[Stored items]
++++++
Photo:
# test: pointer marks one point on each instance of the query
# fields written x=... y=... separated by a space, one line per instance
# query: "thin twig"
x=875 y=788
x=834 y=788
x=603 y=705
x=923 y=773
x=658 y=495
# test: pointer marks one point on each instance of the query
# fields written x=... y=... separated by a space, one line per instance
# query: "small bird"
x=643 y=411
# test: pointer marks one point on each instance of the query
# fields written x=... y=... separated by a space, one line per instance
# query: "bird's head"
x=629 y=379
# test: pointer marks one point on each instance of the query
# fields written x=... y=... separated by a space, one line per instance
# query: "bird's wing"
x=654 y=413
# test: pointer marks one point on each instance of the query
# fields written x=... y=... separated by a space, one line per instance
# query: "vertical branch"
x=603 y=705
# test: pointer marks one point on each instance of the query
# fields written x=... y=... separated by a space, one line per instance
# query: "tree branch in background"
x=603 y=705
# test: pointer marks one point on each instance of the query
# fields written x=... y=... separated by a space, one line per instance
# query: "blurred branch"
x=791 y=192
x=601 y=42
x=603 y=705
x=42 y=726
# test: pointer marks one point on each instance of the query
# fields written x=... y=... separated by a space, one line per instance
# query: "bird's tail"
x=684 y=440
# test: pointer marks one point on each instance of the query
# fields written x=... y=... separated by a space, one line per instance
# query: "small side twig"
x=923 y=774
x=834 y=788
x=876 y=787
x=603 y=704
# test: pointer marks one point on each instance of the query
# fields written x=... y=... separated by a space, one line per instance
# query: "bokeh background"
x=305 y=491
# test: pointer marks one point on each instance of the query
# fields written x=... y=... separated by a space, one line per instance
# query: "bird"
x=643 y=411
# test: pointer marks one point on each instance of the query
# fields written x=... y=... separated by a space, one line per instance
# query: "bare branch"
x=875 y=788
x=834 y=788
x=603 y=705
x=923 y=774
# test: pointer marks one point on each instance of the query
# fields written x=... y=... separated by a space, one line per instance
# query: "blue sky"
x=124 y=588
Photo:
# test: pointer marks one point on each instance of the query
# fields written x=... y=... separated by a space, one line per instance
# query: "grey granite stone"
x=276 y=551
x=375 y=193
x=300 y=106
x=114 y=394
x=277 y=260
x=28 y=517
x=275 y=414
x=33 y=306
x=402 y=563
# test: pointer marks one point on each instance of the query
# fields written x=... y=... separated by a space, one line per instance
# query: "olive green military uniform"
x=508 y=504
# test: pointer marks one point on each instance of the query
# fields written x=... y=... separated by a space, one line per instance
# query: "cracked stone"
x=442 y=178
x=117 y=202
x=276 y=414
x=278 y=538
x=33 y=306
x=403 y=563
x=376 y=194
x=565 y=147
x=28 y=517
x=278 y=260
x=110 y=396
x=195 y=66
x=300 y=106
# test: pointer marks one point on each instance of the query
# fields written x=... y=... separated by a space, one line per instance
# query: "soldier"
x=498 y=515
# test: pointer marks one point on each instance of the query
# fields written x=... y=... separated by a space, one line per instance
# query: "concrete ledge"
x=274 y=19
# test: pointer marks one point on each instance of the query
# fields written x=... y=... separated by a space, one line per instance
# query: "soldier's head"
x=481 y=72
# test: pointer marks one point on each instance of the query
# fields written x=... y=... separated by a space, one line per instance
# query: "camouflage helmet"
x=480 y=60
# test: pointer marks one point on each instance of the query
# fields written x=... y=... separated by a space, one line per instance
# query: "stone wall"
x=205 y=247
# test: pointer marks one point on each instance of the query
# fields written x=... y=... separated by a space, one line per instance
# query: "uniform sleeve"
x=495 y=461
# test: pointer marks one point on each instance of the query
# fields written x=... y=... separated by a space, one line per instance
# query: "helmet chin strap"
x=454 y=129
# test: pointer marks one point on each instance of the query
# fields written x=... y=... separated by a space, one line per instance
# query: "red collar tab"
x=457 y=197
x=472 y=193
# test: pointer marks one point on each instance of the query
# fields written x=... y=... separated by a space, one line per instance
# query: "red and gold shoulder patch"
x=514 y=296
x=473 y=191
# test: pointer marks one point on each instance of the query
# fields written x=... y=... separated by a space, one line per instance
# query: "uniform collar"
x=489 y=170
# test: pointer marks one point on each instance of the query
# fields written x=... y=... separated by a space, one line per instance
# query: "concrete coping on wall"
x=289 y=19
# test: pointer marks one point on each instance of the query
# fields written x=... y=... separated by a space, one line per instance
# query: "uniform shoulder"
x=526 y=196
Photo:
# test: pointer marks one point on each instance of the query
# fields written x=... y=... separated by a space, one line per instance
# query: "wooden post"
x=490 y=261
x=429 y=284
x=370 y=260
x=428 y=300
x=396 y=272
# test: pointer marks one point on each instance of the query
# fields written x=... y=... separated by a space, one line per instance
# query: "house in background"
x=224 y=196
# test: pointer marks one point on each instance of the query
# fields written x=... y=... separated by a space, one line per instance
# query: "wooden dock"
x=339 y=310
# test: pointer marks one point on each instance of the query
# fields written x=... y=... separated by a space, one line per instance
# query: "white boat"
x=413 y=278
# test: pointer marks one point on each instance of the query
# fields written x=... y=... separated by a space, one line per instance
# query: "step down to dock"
++++++
◆ Task instructions
Word for word, write out the data.

◆ The answer
Photo:
# test: pointer marks one point on each instance of the query
# fields written x=... y=... separated by a space, one line per instance
# query: "thin twig"
x=875 y=788
x=834 y=788
x=603 y=705
x=923 y=773
x=658 y=495
# test: pointer marks one point on each instance of the query
# fields written x=... y=... separated by a space, one line per instance
# query: "small bird"
x=643 y=411
# test: pointer marks one point on each instance of the query
# fields written x=... y=... separated by a space, one line per instance
# query: "bird's head"
x=629 y=379
# test: pointer marks one point on each instance of the query
# fields written x=... y=... separated by a space, one line per instance
# query: "bird's wing"
x=654 y=413
# test: pointer marks one point on each instance of the query
# fields written x=... y=... separated by a space, one line per instance
# query: "vertical branch"
x=603 y=705
# test: pointer marks one point on each instance of the query
# fields written x=... y=... separated by a space, one line per instance
# query: "tree branch in background"
x=603 y=705
# test: pointer marks one point on each instance of the query
# fields written x=... y=... separated by a space, one line per instance
# query: "blurred branch"
x=791 y=192
x=601 y=42
x=603 y=705
x=42 y=726
# test: pointer marks one point on each instance of the query
# fields written x=... y=... separated by a space, one line per instance
# query: "bird's tail"
x=684 y=440
# test: pointer marks one point on each instance of the query
# fields written x=... y=... separated by a space, one line per instance
# query: "small side twig"
x=923 y=774
x=834 y=788
x=876 y=787
x=603 y=704
# test: pointer marks one point on each instance of the query
# fields written x=... y=... separated by a space, one line per instance
# query: "bokeh background"
x=305 y=491
# test: pointer marks one point on each instance of the query
# fields written x=... y=... separated by a space, one line per instance
# query: "bird"
x=643 y=411
# test: pointer marks one point on each instance of the query
# fields written x=... y=... separated by a space, one line per instance
# query: "bare branch"
x=875 y=788
x=834 y=788
x=603 y=705
x=923 y=774
# test: pointer marks one point on each instance of the query
# fields written x=... y=... separated by a space, one line per instance
# query: "blue sky"
x=124 y=588
Photo:
# test: pointer marks one point on each instance of the query
# fields written x=... y=... separated by a space, one line per instance
# query: "grey granite stone"
x=276 y=551
x=375 y=193
x=300 y=106
x=114 y=394
x=277 y=260
x=28 y=517
x=275 y=414
x=33 y=306
x=402 y=563
# test: pointer marks one point on each instance of the query
# fields written x=... y=... separated by a space, one line per instance
# query: "olive green military uniform"
x=508 y=504
# test: pointer marks one point on each instance of the query
# fields written x=... y=... separated by a space, one line per instance
# query: "cracked stone"
x=442 y=178
x=117 y=202
x=276 y=414
x=278 y=538
x=33 y=306
x=403 y=563
x=376 y=194
x=565 y=147
x=28 y=517
x=278 y=260
x=110 y=396
x=195 y=66
x=300 y=106
# test: pointer marks one point on each instance of the query
# fields written x=... y=... separated by a space, one line per instance
# query: "soldier"
x=498 y=515
# test: pointer marks one point on each instance of the query
# fields written x=... y=... separated by a space, one line per instance
# query: "concrete ledge"
x=274 y=19
# test: pointer marks one point on each instance of the query
# fields written x=... y=... separated by a space, one line per instance
# query: "soldier's head"
x=481 y=72
# test: pointer marks one point on each instance of the query
# fields written x=... y=... separated by a space, one line per instance
# query: "camouflage helmet"
x=480 y=60
# test: pointer marks one point on each instance of the query
# fields written x=... y=... separated by a space, one line per instance
# query: "stone wall"
x=205 y=247
# test: pointer marks one point on each instance of the query
# fields written x=... y=... separated by a space, one line per instance
# query: "uniform sleeve"
x=495 y=461
# test: pointer marks one point on each instance of the query
# fields written x=... y=... separated by a space, one line per instance
# query: "helmet chin strap"
x=454 y=129
# test: pointer marks one point on each instance of the query
# fields written x=... y=... separated by a space, one line per instance
# query: "red collar tab"
x=457 y=197
x=472 y=193
# test: pointer marks one point on each instance of the query
# fields written x=... y=... separated by a space, one line per instance
# query: "red and gold shoulder patch"
x=514 y=296
x=473 y=191
# test: pointer marks one point on each instance of the query
# fields written x=... y=... separated by a space, one line per instance
# query: "uniform collar"
x=489 y=170
# test: pointer marks one point on each instance of the query
# fields written x=... y=... separated by a space, one line per instance
# query: "concrete coping on wall"
x=289 y=19
# test: pointer marks one point on each instance of the query
# fields written x=... y=... separated by a space, one line per instance
# query: "uniform shoulder"
x=526 y=196
Photo:
# test: pointer marks one point on each instance of the query
# fields written x=... y=... separated by a space, one line per instance
# query: "wooden post"
x=490 y=261
x=429 y=284
x=370 y=260
x=428 y=300
x=396 y=272
# test: pointer marks one point on each instance of the query
# fields written x=... y=... separated by a space, one line per instance
# query: "house in background"
x=224 y=196
# test: pointer marks one point on each instance of the query
# fields written x=... y=... separated by a space, one line per instance
# query: "wooden dock"
x=339 y=310
# test: pointer marks one point on each instance of the query
# fields written x=... y=... separated by a space, one line per instance
# query: "white boat"
x=413 y=278
# test: pointer marks one point on each instance of the query
# fields written x=... y=... separated by a space, one line per instance
# query: "step down to dock"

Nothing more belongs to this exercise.